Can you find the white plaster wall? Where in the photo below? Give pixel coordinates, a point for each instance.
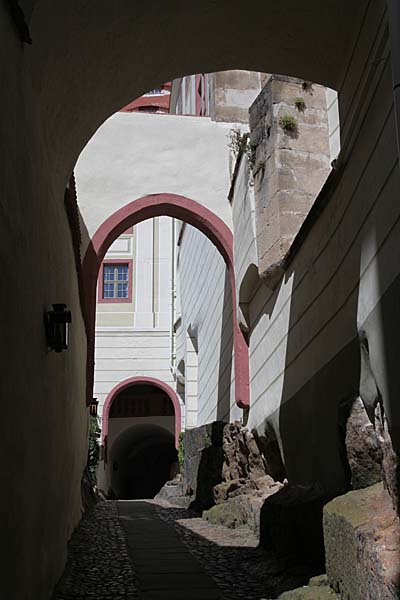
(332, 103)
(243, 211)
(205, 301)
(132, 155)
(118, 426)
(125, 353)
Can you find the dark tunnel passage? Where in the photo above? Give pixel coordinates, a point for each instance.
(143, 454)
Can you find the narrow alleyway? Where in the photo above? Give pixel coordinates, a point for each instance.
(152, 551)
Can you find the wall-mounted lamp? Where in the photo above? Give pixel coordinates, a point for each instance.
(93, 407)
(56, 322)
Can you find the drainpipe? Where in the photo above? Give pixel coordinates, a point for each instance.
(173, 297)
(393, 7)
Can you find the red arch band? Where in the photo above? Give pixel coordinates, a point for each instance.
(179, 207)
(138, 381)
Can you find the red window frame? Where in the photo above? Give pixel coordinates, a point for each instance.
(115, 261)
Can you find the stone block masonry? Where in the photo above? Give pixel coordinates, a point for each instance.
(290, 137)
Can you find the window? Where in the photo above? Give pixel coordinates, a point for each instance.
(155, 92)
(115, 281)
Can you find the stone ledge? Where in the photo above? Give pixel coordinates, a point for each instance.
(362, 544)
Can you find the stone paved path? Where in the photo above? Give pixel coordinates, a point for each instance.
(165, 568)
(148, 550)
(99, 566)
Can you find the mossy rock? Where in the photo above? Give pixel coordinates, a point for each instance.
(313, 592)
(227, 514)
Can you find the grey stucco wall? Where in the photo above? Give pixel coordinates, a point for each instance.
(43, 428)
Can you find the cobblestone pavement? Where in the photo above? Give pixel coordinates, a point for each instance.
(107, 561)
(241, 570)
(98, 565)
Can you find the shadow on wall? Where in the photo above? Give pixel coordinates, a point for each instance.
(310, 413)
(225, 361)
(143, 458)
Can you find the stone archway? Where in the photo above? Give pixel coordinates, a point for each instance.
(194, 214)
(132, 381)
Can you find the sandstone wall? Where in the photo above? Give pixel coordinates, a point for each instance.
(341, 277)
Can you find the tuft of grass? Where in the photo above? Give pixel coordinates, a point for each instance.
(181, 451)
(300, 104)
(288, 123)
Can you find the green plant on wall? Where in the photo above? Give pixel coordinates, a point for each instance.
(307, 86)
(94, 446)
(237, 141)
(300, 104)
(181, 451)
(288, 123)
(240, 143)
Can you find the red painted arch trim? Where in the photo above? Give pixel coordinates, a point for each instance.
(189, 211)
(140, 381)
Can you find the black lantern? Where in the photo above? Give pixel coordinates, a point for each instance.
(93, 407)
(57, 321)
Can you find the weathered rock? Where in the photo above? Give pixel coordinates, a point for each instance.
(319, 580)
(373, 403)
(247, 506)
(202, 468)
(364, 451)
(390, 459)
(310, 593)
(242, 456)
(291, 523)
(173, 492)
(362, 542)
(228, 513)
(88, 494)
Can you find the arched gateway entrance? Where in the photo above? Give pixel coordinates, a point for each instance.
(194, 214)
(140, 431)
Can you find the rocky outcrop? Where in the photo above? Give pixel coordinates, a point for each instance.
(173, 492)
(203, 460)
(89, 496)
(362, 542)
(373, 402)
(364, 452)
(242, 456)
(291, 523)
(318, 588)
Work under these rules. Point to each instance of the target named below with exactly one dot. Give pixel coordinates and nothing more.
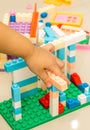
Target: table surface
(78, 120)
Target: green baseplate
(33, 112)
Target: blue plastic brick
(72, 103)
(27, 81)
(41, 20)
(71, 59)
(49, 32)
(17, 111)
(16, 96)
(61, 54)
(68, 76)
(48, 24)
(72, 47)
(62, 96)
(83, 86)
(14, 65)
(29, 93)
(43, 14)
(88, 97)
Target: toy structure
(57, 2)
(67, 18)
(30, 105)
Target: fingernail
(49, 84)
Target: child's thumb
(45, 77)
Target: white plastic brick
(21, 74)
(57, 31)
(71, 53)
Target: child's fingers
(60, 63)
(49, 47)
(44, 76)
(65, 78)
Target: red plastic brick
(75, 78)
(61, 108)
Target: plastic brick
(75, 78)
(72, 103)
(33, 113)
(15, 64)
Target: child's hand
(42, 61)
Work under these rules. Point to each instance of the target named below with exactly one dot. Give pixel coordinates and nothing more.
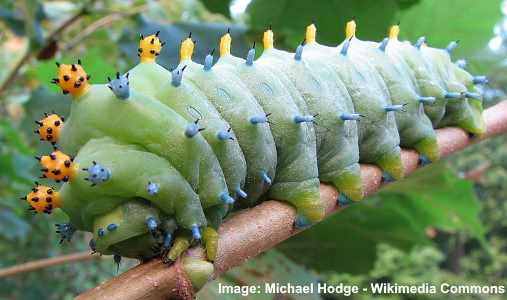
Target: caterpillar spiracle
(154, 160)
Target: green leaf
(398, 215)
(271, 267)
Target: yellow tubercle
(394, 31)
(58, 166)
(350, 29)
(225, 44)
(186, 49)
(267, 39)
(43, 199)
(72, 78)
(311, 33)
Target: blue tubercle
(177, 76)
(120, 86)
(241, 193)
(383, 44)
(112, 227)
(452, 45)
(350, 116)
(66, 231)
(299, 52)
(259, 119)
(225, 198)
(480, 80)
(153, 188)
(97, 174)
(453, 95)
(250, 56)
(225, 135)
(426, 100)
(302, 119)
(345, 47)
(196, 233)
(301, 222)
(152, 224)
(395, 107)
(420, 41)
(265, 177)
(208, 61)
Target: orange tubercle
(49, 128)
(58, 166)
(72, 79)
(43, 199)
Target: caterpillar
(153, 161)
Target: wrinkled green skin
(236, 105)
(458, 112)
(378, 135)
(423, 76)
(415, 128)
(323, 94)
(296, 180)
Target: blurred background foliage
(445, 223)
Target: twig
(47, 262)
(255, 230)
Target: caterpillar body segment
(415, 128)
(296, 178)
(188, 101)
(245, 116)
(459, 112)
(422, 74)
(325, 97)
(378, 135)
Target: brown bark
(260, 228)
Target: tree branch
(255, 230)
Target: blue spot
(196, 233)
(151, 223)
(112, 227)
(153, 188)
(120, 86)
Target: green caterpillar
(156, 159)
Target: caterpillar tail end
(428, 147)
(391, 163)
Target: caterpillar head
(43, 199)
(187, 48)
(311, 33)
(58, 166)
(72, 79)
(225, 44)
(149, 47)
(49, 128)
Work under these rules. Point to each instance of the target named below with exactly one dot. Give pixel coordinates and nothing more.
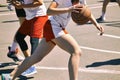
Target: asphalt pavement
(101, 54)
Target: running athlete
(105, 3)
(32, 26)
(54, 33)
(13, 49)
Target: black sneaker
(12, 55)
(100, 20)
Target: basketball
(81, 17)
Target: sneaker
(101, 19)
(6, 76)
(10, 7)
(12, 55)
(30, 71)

****************************************

_Work to be completed_
All of the data above needs to be retyped exactly, with the pictures removed.

_Output of the exercise_
Can you find the white plaster wall? Where in the photo below? Give pixel coordinates, a point for each instance.
(332, 103)
(243, 211)
(205, 301)
(132, 155)
(118, 426)
(125, 353)
Can you find the dark tunnel passage? Where in the photo above? Give pixel coordinates, a point for each instance.
(143, 454)
Can you find the narrow alleyway? Where in the photo above? Give pixel coordinates, a point for each instance.
(152, 551)
Can you find the wall-mounted lamp? Where in the photo above? Give pixel coordinates, a point for each instance.
(93, 407)
(56, 322)
Can you find the drainpipe? Where in the photo above? Give pixel coordinates, a point for each instance.
(173, 297)
(393, 7)
Can you find the red arch band? Where in the photo above? Give pixel coordinates, a point for each instance.
(179, 207)
(138, 381)
Can you find the red window frame? Where in the photo above? Give pixel coordinates, a point for each instance.
(115, 261)
Can you find the stone block masonry? Where in the photo above? Give pixel coordinates, a point for each instance.
(290, 137)
Can you find the window? Where in the photo above? Give pixel coordinates, a point for each instance.
(155, 92)
(115, 281)
Can you find the stone ledge? Where in the photo above? Give pixel coordinates, a point for each instance.
(362, 544)
Can you find the stone paved path? Where in the photo above? Give pixel coordinates, a point for each instance.
(165, 568)
(148, 550)
(99, 566)
Can you find the mossy rock? Where in the photo above? Give pixel coordinates, a point for each instance.
(313, 592)
(227, 514)
Can you find the grey stucco wall? Where in the photo above? Give pixel coordinates, a point for each instance.
(43, 428)
Can you find the cobblestone pavement? Where in the photo above? Give pixel coordinates, a point for each instance.
(107, 561)
(241, 570)
(98, 565)
Can you find the shadow on wall? Where in the photo above? Give pixel coordinates, a point for each instance.
(310, 413)
(225, 361)
(143, 458)
Can you find the stone archway? Where in the photo above? Give pixel coordinates, a point for each instance.
(194, 214)
(132, 381)
Can you find the sandstone wall? Where in the photo above? Give pixel coordinates, a point for each instance.
(341, 277)
Can you find the tuft of grass? Where in the photo above? Give pixel coordinates, a point for each instance.
(181, 451)
(300, 104)
(288, 123)
Can you find the green plant on wall? Where in the photo above? Give pixel coordinates, a point for each instance.
(307, 86)
(94, 446)
(237, 141)
(300, 104)
(181, 451)
(288, 123)
(240, 143)
Can you find the red painted arch trim? Where in the photo above? Give pixel coordinates, a point for each instance.
(189, 211)
(140, 381)
Can you find the black lantern? Where in the photo above? Give pixel coordinates, a point for each instance.
(93, 407)
(57, 321)
Can you find the weathered rock? Where in the photo above? Give pixel coordinates, a point for each instance.
(319, 580)
(373, 403)
(247, 506)
(202, 468)
(364, 451)
(390, 459)
(310, 593)
(242, 456)
(291, 523)
(173, 492)
(362, 542)
(228, 513)
(88, 494)
Can you find the arched gateway entrance? Where in the photo above? Give pixel coordinates, a point for each instance.
(194, 214)
(140, 431)
Can you find the rocky outcrop? Where in the photo above? Give pixel coordinates, a point for each instance.
(173, 492)
(203, 460)
(89, 496)
(362, 542)
(373, 402)
(364, 452)
(242, 456)
(291, 523)
(318, 588)
Work under these rules. Point to each instance of the target named below with exactly one dot. Give pixel coordinates and nothing more.
Target: table surface
(78, 120)
Target: green baseplate
(33, 112)
Target: blue plastic brick
(72, 103)
(27, 81)
(41, 20)
(71, 59)
(49, 32)
(17, 111)
(16, 96)
(61, 54)
(68, 76)
(48, 24)
(72, 47)
(62, 96)
(83, 86)
(14, 65)
(29, 93)
(43, 14)
(88, 97)
Target: toy structure
(57, 2)
(67, 18)
(30, 105)
Target: fingernail
(49, 84)
Target: child's thumb
(45, 77)
Target: white plastic brick
(21, 74)
(57, 31)
(71, 53)
Target: child's fingers
(60, 63)
(49, 47)
(44, 76)
(65, 78)
Target: red plastic brick
(75, 78)
(61, 108)
Target: plastic brick
(75, 78)
(72, 103)
(33, 113)
(15, 64)
Target: child's hand
(42, 61)
Work under these rules. Point to each instance of the target named below with exactly one dot. Give pixel coordinates and nothing more.
Target: caterpillar spiracle
(154, 160)
Target: green leaf
(398, 215)
(271, 267)
Target: yellow tubercle
(394, 31)
(58, 166)
(350, 29)
(225, 44)
(186, 49)
(267, 39)
(43, 199)
(72, 78)
(311, 33)
Target: blue tubercle
(177, 76)
(120, 86)
(241, 193)
(383, 44)
(112, 227)
(452, 45)
(350, 116)
(66, 231)
(299, 52)
(259, 119)
(225, 198)
(480, 80)
(153, 188)
(97, 174)
(453, 95)
(250, 56)
(225, 135)
(426, 100)
(302, 119)
(345, 47)
(196, 233)
(301, 222)
(152, 224)
(395, 107)
(420, 41)
(265, 177)
(208, 61)
Target: orange tubercle
(49, 128)
(58, 166)
(72, 79)
(43, 199)
Target: caterpillar
(153, 161)
Target: wrinkled green skin
(236, 105)
(458, 112)
(378, 135)
(423, 76)
(415, 128)
(323, 94)
(296, 180)
Target: blurred background foliage
(445, 223)
Target: twig
(47, 262)
(255, 230)
Target: caterpillar body segment
(415, 128)
(296, 178)
(188, 101)
(245, 116)
(459, 112)
(422, 74)
(325, 97)
(378, 135)
Target: brown bark
(260, 228)
Target: tree branch
(255, 230)
Target: blue spot
(196, 233)
(151, 223)
(112, 227)
(153, 188)
(120, 86)
Target: green caterpillar
(156, 159)
Target: caterpillar tail end
(428, 147)
(391, 163)
Target: caterpillar head
(43, 199)
(187, 48)
(311, 33)
(58, 166)
(72, 79)
(225, 44)
(149, 47)
(49, 128)
Work under these rules. Point to each instance of the target named below with exactly one dot. Give pixel coordinates and nothing more.
Target: asphalt pavement
(101, 54)
Target: running athlete
(105, 3)
(32, 26)
(54, 33)
(13, 49)
Target: black sneaker
(12, 55)
(100, 20)
Target: basketball
(81, 17)
Target: sneaker
(101, 19)
(6, 76)
(10, 7)
(12, 55)
(30, 71)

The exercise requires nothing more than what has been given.